Task 1:
In the passage on U.S. labor law, condense the paragraph beginning "The Wagner Act was primarily the work of Robert Wagner" into a bulleted list that keeps its main facts.
Task 2:
Using the passage on U.S. labor law, decide whether each statement agrees with it, answering yes or no and quoting the words that settle it: (a) The NIRA contained strong enforcement provisions. (b) Union membership reached 12 million in 1947. (c) The Taft Hartley Act became law with President Truman's approval.
───── Passage provided
The federal government first guaranteed the right to organize and bargain collectively for railroad workers with the passage of the Railway Labor Act of 1926. The National Industrial Recovery Act of 1933 (NIRA) was part of the New Deal policies of the Great Depression era. The NIRA was intended to protect workers' right to unionize. It stated "That employees shall have the right to organize and bargain collectively through representatives of their own choosing. … The NIRA had several shortcomings, among them a lack of enforcement provisions, and the act did little to promote workers' rights.

The basic law regulating labor-management relations and collective bargaining in the United States is The National Labor Relations Act of 1935, commonly referred to as the Wagner Act. A key provision of the act guarantees the right of nonmanagerial employees who work for firms engaged in interstate commerce to join unions and bargain on a collective basis. The legally protected right of workers to unionize was first established at the state level. In Massachusetts, for example, the state Supreme Court recognized this right in an 1842 decision.

The Wagner Act was primarily the work of Robert Wagner, a Democratic Senator from New York who wished to address the shortcomings of the NIRA. In 1933, Wagner began meeting with representatives from the American Federation of Labor and the National Labor Board, which was set up to administer the NIRA. These meetings culminated in the writing of the Wagner Act in February of 1934. The act failed to receive congressional support when initially introduced, but passed after the Democrats made substantial gains in the congressional elections of 1934; it was signed into law by President Roosevelt in July of 1935.

The most controversial part of the Wagner Act was Section 8, which prohibited what it called "unfair labor practices" on the part of employers. Under Section 8, employers could not legally fire workers for joining unions, could not refuse to bargain with a union that represented a majority of workers, and could not establish company unions. In large part due to the Wagner Act, union membership increased from 4 million in 1935 to 12 million in 1947. The National Labor Relations Board (NLRB) was established to administer the Wagner Act and is still the key agency regulating labor-management relations at the national level.

The constitutionality of the Wagner Act was affirmed in 1937 by the Supreme Court in National Labor Relations Board vs. Jones and Laughlin Steel Corporation. Shortly thereafter, pro-business organizations such as the National Association of Manufacturers sought to amend the Wagner Act. The Wagner Act was not amended, however, until the record wave of strike activity that followed World War II, in which President Truman personally intervened to settle disputes in the coal mining, railroad, and steel industries.

The National Labor Relations Act of 1947, also called the Taft Hartley Act, became law over the objections of the National Labor Relations Board (NLRB) and Truman's veto. Important amendments were made to Section 8, clarifying what were considered unfair labor practices by unions and employees; the Wagner Act had covered only unfair practices by employers.
──────────
───── Dataset entries
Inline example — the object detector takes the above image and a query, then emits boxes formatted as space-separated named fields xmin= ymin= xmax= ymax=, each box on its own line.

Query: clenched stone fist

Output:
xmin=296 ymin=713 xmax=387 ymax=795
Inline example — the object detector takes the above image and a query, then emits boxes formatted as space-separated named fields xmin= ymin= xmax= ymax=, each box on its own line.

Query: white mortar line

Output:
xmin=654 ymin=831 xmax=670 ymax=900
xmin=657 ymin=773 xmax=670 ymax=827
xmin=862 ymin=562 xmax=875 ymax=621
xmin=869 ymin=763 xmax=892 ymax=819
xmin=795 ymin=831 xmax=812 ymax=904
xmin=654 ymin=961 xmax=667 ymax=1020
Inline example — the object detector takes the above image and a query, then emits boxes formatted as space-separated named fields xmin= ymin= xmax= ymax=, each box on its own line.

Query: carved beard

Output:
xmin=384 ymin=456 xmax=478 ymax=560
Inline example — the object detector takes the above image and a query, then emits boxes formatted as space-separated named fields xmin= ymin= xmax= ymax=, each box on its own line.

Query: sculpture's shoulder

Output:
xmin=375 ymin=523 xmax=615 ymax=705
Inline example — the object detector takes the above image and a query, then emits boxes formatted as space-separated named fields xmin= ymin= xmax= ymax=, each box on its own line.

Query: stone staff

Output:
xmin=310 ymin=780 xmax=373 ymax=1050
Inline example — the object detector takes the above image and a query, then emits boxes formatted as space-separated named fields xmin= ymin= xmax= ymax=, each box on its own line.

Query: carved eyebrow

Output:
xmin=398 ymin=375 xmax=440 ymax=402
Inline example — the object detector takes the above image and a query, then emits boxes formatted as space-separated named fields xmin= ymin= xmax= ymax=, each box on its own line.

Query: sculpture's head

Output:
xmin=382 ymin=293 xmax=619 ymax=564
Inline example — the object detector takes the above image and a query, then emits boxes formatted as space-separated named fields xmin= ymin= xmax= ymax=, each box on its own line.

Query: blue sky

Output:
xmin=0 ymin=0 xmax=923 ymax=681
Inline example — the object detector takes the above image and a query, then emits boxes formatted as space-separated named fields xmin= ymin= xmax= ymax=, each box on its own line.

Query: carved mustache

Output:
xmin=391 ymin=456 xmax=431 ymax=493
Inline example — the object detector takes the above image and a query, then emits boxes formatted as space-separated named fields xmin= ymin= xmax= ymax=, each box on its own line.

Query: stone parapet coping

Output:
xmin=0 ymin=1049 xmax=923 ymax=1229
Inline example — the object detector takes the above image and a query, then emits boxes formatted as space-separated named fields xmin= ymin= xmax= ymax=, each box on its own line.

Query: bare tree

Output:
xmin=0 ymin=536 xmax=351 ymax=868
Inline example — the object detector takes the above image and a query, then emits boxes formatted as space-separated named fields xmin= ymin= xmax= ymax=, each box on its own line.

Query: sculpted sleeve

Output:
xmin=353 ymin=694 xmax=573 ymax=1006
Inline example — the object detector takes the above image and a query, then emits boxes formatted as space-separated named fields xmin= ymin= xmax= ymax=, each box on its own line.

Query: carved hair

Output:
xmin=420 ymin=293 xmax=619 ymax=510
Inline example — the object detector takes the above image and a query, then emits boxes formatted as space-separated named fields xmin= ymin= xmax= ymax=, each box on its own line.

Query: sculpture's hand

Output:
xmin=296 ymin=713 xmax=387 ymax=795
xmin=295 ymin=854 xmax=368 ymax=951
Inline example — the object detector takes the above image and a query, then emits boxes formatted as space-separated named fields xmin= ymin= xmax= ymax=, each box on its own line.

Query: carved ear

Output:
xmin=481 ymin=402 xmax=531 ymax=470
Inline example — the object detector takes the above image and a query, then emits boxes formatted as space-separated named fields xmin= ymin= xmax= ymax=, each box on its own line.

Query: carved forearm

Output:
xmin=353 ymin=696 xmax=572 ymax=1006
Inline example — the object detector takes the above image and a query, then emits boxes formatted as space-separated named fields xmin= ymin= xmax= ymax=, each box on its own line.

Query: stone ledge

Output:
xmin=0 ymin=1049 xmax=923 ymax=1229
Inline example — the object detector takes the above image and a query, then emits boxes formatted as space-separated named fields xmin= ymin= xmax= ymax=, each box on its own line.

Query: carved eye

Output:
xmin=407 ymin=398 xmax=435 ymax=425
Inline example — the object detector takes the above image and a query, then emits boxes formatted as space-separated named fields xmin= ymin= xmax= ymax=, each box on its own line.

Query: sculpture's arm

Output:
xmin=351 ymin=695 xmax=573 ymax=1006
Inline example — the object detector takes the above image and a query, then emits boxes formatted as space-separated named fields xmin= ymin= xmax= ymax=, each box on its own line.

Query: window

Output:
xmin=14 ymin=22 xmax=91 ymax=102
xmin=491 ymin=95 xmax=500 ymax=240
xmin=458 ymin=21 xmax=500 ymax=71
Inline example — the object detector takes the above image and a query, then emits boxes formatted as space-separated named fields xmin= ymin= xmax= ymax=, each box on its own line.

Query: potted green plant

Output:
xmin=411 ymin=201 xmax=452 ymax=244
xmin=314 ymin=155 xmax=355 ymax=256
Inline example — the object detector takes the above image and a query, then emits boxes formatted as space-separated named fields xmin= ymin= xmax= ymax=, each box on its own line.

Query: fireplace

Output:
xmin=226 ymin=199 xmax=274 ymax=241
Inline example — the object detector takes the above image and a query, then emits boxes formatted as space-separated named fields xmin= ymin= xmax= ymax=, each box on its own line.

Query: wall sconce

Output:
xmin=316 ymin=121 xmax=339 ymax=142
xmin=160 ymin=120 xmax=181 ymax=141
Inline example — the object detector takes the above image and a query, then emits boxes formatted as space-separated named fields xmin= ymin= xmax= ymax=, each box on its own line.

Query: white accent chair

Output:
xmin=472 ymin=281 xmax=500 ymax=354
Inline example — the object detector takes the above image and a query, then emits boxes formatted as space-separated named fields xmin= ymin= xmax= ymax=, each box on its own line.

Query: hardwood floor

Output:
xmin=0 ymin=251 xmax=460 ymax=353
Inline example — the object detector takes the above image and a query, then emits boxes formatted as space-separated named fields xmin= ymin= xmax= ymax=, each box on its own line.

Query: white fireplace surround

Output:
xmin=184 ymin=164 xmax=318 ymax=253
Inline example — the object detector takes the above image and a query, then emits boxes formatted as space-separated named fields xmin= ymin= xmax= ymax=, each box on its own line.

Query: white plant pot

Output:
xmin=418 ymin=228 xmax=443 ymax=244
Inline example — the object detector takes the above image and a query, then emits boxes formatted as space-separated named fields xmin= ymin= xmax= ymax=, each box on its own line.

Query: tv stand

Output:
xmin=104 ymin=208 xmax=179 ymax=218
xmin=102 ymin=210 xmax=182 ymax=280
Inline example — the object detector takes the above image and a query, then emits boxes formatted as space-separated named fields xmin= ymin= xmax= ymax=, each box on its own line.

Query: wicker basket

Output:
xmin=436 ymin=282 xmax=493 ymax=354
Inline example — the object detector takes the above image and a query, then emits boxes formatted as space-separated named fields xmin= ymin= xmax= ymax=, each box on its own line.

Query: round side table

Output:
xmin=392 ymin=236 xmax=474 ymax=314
──────────
Full answer 1:
- Robert Wagner, a Democratic Senator from New York, drafted the act to address the NIRA's shortcomings.
- In 1933 he began meeting with representatives from the American Federation of Labor and the National Labor Board, which administered the NIRA.
- These meetings led to the writing of the act in February 1934.
- The act initially lacked congressional support but passed after Democrats made substantial gains in the 1934 congressional elections.
- President Roosevelt signed it into law in July 1935.

Full answer 2:
(a) No: "The NIRA had several shortcomings, among them a lack of enforcement provisions"
(b) Yes: "union membership increased from 4 million in 1935 to 12 million in 1947"
(c) No: "became law over the objections of the National Labor Relations Board (NLRB) and Truman's veto"